Task description: Pick out every line in the items below that contains the string "negative", matching its case exactly, and copy each of those lines.

Extracted data:
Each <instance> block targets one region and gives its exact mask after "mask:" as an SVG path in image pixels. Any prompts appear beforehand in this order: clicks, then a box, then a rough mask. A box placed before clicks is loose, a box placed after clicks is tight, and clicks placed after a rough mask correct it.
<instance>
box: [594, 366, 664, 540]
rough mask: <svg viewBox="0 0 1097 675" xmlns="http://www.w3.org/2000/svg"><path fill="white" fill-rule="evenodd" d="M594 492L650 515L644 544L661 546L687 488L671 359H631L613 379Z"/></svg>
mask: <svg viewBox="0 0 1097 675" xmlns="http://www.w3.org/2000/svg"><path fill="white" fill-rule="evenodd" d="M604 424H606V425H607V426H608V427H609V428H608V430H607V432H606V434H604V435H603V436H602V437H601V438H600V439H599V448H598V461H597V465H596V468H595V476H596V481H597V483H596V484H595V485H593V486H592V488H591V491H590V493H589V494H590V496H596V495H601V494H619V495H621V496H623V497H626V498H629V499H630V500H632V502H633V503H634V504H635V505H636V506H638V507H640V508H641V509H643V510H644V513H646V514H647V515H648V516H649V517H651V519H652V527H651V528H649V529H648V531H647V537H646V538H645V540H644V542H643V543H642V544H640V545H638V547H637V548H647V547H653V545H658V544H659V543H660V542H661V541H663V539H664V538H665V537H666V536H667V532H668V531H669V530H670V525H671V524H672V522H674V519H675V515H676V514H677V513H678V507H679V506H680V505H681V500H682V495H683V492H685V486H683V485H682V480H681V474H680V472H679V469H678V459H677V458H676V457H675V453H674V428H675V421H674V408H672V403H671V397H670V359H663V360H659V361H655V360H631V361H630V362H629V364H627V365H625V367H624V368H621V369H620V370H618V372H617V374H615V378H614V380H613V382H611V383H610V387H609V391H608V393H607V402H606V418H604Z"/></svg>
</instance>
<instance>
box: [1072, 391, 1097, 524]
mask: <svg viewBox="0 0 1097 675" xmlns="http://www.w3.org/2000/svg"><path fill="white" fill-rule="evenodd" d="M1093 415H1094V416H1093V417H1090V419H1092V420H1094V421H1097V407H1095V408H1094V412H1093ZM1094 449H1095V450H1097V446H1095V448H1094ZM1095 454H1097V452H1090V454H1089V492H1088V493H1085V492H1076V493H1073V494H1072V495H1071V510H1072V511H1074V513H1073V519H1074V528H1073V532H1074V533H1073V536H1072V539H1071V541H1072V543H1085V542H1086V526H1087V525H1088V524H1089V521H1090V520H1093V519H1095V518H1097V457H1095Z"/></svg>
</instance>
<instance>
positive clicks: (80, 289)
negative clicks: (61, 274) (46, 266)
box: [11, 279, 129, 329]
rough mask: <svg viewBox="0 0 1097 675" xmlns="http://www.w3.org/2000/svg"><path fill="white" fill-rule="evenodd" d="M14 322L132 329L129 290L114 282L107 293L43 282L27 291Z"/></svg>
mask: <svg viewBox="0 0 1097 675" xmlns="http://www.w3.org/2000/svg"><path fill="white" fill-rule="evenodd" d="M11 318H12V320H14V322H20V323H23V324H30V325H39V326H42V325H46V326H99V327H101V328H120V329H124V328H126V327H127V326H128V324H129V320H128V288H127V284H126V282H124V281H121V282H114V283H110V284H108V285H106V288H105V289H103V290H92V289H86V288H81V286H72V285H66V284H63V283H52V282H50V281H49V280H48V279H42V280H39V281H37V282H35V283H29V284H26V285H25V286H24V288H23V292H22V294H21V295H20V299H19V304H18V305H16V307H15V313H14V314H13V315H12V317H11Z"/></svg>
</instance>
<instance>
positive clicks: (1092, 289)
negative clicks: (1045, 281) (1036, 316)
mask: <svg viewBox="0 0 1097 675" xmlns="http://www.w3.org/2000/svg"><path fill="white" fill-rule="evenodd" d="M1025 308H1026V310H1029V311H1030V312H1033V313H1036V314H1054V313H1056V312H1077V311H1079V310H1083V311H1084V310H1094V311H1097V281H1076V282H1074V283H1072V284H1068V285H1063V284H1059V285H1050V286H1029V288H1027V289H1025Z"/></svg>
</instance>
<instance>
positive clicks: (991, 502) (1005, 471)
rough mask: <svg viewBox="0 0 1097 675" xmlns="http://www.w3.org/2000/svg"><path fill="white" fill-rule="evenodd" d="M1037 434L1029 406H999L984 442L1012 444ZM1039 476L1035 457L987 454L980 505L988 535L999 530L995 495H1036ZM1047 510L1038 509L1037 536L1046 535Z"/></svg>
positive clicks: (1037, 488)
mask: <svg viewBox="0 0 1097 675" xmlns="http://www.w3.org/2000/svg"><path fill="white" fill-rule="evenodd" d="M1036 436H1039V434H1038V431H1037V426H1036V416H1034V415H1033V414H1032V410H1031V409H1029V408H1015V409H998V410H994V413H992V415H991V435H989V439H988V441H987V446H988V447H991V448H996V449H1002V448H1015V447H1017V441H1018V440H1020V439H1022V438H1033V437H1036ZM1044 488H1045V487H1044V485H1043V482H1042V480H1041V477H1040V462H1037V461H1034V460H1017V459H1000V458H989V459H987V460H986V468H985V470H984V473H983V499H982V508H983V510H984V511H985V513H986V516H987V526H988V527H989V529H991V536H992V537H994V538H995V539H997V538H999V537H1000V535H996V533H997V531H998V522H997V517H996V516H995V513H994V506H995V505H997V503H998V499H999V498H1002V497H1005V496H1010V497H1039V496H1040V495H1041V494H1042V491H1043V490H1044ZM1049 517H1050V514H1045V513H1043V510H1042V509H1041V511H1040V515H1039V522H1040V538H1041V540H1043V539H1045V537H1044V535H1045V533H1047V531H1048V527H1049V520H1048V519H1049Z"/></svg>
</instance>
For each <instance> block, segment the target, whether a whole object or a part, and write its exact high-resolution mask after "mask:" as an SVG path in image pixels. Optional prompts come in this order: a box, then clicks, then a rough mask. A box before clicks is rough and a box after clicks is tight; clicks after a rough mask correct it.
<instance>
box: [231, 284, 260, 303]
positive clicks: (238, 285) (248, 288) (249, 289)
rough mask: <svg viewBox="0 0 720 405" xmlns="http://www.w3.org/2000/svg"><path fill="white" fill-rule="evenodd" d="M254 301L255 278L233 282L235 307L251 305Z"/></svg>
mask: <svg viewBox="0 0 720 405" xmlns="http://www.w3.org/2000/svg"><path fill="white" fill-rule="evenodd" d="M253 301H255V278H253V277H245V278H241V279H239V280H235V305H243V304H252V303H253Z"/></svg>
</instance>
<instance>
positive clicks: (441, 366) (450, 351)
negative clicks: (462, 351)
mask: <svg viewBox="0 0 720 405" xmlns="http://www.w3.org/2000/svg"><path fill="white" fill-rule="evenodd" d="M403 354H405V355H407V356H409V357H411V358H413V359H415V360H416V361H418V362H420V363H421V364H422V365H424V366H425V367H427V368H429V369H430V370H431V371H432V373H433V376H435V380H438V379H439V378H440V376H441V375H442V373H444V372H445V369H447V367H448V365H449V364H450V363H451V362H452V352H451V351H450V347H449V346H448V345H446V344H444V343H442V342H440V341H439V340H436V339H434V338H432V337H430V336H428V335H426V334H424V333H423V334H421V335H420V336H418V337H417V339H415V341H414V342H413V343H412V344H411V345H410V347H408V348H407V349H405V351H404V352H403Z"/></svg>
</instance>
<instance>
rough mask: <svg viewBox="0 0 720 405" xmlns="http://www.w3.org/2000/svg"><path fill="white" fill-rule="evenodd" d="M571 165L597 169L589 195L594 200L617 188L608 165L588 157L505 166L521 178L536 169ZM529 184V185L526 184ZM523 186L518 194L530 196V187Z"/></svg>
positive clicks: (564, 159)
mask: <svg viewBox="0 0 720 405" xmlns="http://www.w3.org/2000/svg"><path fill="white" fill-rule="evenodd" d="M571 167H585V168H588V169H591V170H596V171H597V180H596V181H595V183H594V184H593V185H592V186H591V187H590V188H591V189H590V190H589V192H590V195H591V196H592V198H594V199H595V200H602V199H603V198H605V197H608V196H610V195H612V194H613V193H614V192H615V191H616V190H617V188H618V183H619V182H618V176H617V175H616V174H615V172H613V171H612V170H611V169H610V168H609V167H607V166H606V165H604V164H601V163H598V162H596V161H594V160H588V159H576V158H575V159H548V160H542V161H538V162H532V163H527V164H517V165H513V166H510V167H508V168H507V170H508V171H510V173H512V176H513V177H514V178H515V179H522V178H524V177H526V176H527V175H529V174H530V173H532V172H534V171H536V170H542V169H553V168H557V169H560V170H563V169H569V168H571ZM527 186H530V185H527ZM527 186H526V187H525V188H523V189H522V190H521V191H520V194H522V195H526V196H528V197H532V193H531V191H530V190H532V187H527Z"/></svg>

Written solution:
negative clicks: (61, 274) (46, 266)
negative clicks: (1045, 281) (1036, 316)
negative clicks: (462, 351)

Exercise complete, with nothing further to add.